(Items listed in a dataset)
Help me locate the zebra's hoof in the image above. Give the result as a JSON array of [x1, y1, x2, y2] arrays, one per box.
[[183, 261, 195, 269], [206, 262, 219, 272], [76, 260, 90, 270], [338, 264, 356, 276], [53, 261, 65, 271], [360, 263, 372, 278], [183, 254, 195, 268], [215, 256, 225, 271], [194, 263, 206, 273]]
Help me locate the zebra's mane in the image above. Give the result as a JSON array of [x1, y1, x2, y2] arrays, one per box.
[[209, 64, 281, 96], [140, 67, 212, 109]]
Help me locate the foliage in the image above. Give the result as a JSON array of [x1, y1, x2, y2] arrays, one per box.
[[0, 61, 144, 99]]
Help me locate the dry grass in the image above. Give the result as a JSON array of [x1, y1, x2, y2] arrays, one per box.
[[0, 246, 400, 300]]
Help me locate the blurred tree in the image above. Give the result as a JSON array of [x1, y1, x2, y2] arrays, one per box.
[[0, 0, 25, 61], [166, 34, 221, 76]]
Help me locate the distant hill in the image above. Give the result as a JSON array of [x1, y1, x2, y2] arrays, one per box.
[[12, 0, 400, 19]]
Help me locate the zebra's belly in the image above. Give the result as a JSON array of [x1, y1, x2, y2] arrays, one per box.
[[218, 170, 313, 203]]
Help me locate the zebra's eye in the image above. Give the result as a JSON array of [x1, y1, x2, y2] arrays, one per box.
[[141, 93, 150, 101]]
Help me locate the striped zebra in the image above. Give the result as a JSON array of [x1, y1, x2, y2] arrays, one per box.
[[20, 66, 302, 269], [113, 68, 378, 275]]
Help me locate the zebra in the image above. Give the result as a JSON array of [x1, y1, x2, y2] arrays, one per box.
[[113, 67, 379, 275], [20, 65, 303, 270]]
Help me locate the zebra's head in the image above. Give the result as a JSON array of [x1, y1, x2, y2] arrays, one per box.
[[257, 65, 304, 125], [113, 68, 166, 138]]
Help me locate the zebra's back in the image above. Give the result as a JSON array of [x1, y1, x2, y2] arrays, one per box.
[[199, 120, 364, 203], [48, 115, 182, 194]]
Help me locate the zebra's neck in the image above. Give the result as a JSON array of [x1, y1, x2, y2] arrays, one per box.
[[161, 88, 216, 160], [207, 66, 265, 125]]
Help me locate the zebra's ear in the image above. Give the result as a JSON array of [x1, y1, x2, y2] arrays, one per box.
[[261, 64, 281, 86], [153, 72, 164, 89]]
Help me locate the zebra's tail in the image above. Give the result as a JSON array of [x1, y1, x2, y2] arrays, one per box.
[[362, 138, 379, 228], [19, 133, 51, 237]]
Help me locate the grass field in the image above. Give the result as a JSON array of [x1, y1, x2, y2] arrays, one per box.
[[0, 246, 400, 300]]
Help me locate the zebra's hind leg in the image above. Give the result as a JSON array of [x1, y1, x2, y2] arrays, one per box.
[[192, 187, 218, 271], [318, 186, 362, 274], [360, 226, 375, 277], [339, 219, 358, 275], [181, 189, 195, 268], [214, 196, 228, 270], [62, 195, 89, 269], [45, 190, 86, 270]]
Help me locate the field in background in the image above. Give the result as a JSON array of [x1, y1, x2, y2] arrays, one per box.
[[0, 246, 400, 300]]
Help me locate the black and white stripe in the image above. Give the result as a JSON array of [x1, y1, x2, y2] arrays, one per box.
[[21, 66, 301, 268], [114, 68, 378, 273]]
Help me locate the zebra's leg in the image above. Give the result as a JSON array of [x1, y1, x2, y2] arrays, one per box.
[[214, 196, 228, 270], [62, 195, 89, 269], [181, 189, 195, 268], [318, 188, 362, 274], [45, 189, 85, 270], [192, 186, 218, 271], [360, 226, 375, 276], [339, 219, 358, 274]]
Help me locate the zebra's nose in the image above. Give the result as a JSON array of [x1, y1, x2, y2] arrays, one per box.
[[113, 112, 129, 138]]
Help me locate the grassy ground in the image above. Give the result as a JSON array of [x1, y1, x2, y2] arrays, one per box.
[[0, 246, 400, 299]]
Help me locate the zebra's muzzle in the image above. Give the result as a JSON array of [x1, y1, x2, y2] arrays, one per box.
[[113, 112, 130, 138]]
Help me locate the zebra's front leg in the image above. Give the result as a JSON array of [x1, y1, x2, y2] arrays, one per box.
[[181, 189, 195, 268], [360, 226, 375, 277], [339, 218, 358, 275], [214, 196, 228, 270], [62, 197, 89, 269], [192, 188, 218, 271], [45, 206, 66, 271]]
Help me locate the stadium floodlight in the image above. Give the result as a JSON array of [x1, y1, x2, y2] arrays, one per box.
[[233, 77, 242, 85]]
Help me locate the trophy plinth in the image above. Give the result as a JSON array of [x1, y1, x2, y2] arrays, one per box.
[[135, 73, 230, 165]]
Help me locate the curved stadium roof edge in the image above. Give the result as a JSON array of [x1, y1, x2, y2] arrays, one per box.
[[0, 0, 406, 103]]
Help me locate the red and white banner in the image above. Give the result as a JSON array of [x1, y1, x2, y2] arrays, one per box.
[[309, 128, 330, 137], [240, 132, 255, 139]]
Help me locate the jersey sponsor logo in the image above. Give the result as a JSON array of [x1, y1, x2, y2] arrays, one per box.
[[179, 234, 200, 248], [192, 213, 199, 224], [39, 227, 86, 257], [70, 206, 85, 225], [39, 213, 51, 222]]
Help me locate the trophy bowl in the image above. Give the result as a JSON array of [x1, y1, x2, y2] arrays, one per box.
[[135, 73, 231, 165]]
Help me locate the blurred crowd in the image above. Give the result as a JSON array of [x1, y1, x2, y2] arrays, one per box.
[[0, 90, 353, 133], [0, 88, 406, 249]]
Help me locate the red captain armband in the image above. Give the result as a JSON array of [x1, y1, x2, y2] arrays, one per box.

* [PROMPT]
Rewrite the part of the entries that opens with the line containing "Help me locate the black" and closes with the line containing "[[21, 66, 301, 268], [114, 68, 378, 273]]", keeping the request line as it is and multiplying every box coordinate in the answer by 1.65, rounded to whole numbers with halves going up.

* [WRITTEN REPLY]
Help me locate the black and white stripe in the image above. Give the result as a JSON array of [x1, y1, x2, y2] arrays, one per box.
[[35, 109, 497, 442], [188, 112, 624, 450]]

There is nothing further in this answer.